::: Text extract :::

1. Teach them about budgeting
Get them into a habit of managing their own money and be mindful about their spending habits. Teaching your child how to budget will help them understand the difference between needs and wants.
For younger children, you can guide them to set a saving or spending limit. For example, you can establish a 75% savings rule (ie if your child receives $100, they would have to save $75, leaving them $25 to spend).
Older children and teenagers can be more involved with their own budget planning. By getting them involved in financial discussions, they will learn about fiscal responsibility.
2. Let them set a savings goal
Encourage your child to set specific savings goals. Start with short-term goals at smaller amounts. When they reach their goals successfully, they will have a sense of achievement and be motivated to save more.
3. Help them set up a savings account
Once you’ve established savings goals and budgets with your child, a good next step would be to find a place for them to put their savings.
For younger children, a piggy bank or something similar will be great, especially if it’s transparent. A glass jar is a good option. This will allow a child to physically watch their savings grow as they add money.
For older children, setting up a savings account is an important step towards adulthood, providing opportunities for them to learn more about banking and personal finance. Most children’s savings accounts require a parent to open an account with the child unless your child is above 16.
While savings accounts generally don’t offer high yields, your child will be empowered with knowledge on managing personal finance and learn to appreciate the sense of achievement when they meet their savings goals.

:::

Given problem: List every numbered heading in the money tips for children. The material isn't needed for this.

::: Material :::

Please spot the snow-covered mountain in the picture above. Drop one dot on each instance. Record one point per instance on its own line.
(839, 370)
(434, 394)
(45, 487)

:::

Solution for this exercise:
1. Teach them about budgeting
2. Let them set a savings goal
3. Help them set up a savings account